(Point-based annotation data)

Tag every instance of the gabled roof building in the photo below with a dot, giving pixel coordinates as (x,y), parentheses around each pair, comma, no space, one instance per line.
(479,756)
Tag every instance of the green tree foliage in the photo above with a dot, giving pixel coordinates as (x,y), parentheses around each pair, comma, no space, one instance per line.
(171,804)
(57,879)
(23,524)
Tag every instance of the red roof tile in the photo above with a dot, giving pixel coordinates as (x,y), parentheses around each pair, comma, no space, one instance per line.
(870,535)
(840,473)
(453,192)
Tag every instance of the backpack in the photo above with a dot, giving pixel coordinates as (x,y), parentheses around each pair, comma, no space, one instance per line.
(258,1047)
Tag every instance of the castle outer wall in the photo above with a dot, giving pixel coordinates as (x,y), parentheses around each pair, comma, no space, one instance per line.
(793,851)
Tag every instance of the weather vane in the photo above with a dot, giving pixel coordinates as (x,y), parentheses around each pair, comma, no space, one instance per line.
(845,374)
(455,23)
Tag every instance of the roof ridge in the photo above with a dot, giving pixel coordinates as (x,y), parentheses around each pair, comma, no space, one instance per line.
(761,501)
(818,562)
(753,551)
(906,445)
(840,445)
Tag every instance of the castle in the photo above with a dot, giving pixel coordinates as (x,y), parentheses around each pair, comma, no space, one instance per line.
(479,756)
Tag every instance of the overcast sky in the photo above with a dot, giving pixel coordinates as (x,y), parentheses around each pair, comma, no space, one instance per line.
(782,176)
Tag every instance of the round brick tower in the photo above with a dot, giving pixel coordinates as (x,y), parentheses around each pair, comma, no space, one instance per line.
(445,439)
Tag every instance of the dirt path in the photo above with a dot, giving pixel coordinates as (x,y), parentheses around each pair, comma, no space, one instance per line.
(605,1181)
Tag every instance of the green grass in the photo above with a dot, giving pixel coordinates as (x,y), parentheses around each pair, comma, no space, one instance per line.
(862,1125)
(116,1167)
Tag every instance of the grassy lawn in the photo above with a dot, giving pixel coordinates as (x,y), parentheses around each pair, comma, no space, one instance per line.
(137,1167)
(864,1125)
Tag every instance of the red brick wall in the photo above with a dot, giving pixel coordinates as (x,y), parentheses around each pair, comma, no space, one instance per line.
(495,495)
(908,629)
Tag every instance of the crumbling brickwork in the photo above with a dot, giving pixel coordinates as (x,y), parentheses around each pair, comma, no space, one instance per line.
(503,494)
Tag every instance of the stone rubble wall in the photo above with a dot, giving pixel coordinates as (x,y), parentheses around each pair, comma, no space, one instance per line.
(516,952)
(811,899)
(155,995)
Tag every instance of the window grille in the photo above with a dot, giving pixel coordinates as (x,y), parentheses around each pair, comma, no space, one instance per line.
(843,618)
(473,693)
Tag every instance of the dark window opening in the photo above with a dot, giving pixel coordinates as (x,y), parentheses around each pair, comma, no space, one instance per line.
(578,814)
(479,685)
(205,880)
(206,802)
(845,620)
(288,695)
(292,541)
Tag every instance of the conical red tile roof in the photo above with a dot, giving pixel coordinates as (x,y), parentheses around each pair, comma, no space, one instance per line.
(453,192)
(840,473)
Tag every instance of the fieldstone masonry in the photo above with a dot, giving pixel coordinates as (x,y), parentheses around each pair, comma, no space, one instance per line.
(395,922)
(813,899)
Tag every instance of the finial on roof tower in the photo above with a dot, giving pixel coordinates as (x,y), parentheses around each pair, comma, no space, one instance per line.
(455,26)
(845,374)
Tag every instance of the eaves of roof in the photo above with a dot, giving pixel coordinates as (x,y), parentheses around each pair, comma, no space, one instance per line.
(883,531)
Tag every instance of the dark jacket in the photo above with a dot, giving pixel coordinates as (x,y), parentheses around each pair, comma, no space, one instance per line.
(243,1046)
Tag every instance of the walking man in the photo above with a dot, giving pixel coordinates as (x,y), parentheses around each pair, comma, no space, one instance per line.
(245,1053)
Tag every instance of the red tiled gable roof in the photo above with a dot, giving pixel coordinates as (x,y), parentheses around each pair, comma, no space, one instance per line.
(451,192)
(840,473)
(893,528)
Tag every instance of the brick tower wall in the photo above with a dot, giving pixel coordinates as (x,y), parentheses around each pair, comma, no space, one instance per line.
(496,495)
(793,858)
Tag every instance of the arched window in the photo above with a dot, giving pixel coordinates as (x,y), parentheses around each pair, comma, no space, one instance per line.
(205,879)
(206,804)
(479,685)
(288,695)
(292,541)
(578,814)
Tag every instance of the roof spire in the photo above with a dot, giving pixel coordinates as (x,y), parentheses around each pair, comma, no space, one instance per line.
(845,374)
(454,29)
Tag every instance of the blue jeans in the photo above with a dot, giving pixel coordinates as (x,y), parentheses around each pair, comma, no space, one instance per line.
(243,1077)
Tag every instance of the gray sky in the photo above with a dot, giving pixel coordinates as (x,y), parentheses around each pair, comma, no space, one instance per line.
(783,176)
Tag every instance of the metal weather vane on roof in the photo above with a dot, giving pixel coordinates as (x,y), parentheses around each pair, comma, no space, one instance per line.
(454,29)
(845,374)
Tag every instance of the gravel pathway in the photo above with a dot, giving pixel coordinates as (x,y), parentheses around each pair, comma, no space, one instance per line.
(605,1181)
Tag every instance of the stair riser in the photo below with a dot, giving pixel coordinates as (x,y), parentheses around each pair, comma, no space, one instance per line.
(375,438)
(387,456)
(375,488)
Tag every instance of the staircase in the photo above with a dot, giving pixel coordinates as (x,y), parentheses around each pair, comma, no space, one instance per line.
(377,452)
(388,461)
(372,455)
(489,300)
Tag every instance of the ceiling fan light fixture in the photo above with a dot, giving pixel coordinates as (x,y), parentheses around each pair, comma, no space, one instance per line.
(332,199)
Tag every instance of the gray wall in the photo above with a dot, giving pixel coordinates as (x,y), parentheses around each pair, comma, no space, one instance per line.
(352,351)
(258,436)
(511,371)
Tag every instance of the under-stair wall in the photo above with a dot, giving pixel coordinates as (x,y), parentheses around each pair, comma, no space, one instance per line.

Problem description: Restate the data above exactly, keeping each word as it stands.

Response below:
Tag every instance of the gabled roof building in the photo below with a dot, giving pixel coordinates as (x,y), parentheses around each pair, comma, no space, one instance per line.
(479,756)
Tag every instance of the green tree foliage in the photo above with a dot, giving pixel coordinates as (x,y), parentheses around each pair, comma, no space, one instance per line.
(171,804)
(57,879)
(23,524)
Tag every instance of the red roof tile in the photo above with a dot, giving pixel coordinates as (x,y), parentheses around each pair, comma, no space, one instance per line.
(870,535)
(840,473)
(453,192)
Tag every instance of the backpack in the photo above with a dot, giving pixel coordinates as (x,y), parentheses around each pair, comma, no space, one instance per line.
(258,1047)
Tag every instance of the castle outer wall in the photo above with a dot, giving pixel coordinates as (x,y), parentheses around each pair, comma, no space, one instance per line.
(793,851)
Tag every instance of the weather vane in the photo above with a dot, giving pixel coordinates as (x,y), parentheses around each pair, comma, no space, one instance per line.
(845,374)
(455,23)
Tag every instance of the roof ridge in the photo above with a dot, giving pixel coordinates as (x,y), parentheses around each pair, comma, no space, one instance per line.
(761,501)
(818,562)
(753,551)
(906,445)
(840,445)
Tag every instance of the castle in the photo above with a dot, giving pixel coordinates as (x,y), parentheses around each pair, comma, no space, one instance per line.
(479,756)
Tag every instance of the overcast sky in the photo above with a dot, giving pixel coordinates as (x,y), parentheses around each pair, comma, no space, one instance per line.
(782,176)
Tag every instance of the round brick tower in the photo above with a dot, giving pixel coordinates as (x,y), parentheses around each pair, comma, no space, one instance per line.
(445,439)
Tag every instance of the dirt path in the photo above with a dot, giving pixel coordinates as (x,y), parentheses around each pair, comma, no space, one instance per line.
(605,1181)
Tag every instance of the green grass in the photo above with a dot, giving pixel coordinates as (x,y), parentheses around each pair, comma, no space, one instance per line.
(862,1125)
(116,1167)
Tag every instance of the grassy lawn in the photo above with a dot, giving pixel coordinates as (x,y), parentheses around each pair, comma, no space, one instance per line.
(137,1167)
(864,1125)
Tag every instance of the red brick wall in the photo above with a dot, giving pixel coordinates as (x,y), parentheses around each pair, comma, no space, one instance per line.
(495,495)
(908,629)
Tag every instance of the crumbling brickwork in the photo above with a dot, giving pixel coordinates as (x,y), parentheses around each pair, comma, no space, one instance per line.
(503,494)
Tag every instance of the stone rubble wall in the photo above with a dot, giving pixel coordinates as (x,y), parentheses around each pair, comma, no space, one instance per line.
(516,952)
(811,899)
(155,995)
Tag every instance of the window grille in the photo above with a dot, giving pixel coordinates as (x,y), parentheses around each pair, comma, no space, one instance per line.
(843,618)
(473,693)
Tag every instance of the dark window opening in the photo above with a dot, giving pixel coordinates as (x,y), parentheses around each pair, comma, no space, one instance per line.
(578,814)
(479,685)
(205,880)
(206,802)
(845,620)
(288,695)
(292,541)
Tag every instance of the conical red tile roof in the photo above with a dot, giving pixel coordinates as (x,y), parentheses around each pair, comma, no space, one instance per line.
(453,192)
(840,473)
Tag every instance of the fieldstone masonry in the photo above with a dot, giving pixel coordinates as (x,y), parentheses around each pair, comma, no space, one instance per line.
(395,922)
(813,899)
Tag every instance of the finial on roof tower in the photo above with a dot, giving pixel coordinates as (x,y), parentheses around each pair, comma, no space, one instance per line.
(455,26)
(845,374)
Tag every instance of the eaves of roof in the photo above with a dot, giving pixel coordinates as (x,y), parentheses around each pair, comma, no space, one instance per line.
(883,531)
Tag every instance of the dark jacket in the photo above with a dot, giving pixel coordinates as (x,y), parentheses around each pair, comma, no space, one instance per line.
(243,1046)
Tag every instance of the walking man in the photo above with a dot, giving pixel coordinates as (x,y), parentheses around each pair, comma, no space, one instance per line.
(245,1053)
Tag every instance of the red tiled gable roof in the photo above with a dot, giving pixel coordinates as (x,y), parentheses around each pair, comma, no space, one instance per line.
(451,192)
(840,473)
(893,528)
Tag every instance of the brick tower wall in the photo above with a dot, giving pixel coordinates as (x,y), parentheses around each pair, comma, no space, one instance per line.
(496,495)
(793,858)
Tag every instance of the arched window in the photo above with a dot, giving pixel coordinates as (x,y), parentheses around each pair, comma, no space, one instance per line.
(205,879)
(206,804)
(479,685)
(288,695)
(292,541)
(578,814)
Tag every instance of the roof spire in the photo above with a dot, giving pixel coordinates as (x,y), parentheses around each pair, comma, no space, one instance per line.
(845,374)
(454,29)
Tag every instance of the blue jeans in the photo above with a dot, giving pixel coordinates as (x,y), parentheses around each pair, comma, no space, one instance per line.
(243,1077)
Tag every instance of the gray sky in the photo above with a dot, giving pixel coordinates as (x,y), parentheses around each pair, comma, no space, one instance per line.
(783,176)
Tag every instance of the metal weather vane on roof in the photo above with a dot, giving pixel coordinates as (x,y), parentheses around each pair, comma, no space, one instance per line.
(454,29)
(845,374)
Tag every instance of the gravel pathway in the photo above with a dot, giving pixel coordinates as (x,y), parentheses around each pair, comma, no space, one instance per line.
(605,1181)
Tag every instance of the stair riser in the photo below with a dot, giving pixel coordinates as (x,y), parentheses around each pair, comma, no space, one instance per line.
(375,438)
(387,456)
(375,488)
Tag every instance of the staircase in the photo above with a dot, giving pixel coordinates as (x,y), parentheses around each pair, comma, no space, one instance per line.
(377,452)
(388,461)
(372,455)
(489,300)
Tag every instance of the ceiling fan light fixture in the photo above with a dot, giving pixel coordinates as (x,y), parentheses around each pair, comma, no space, one instance per line.
(332,199)
Tag every instance of the gray wall in the photo above with a dot, giving pixel coordinates as (x,y), parentheses around each pair, comma, no space, one instance per line.
(352,351)
(258,436)
(511,371)
Tag every instance of the under-stair wall in the photo above with a dot, giving pixel coordinates as (x,y), parentheses around each pair, comma, no space, one instance per line.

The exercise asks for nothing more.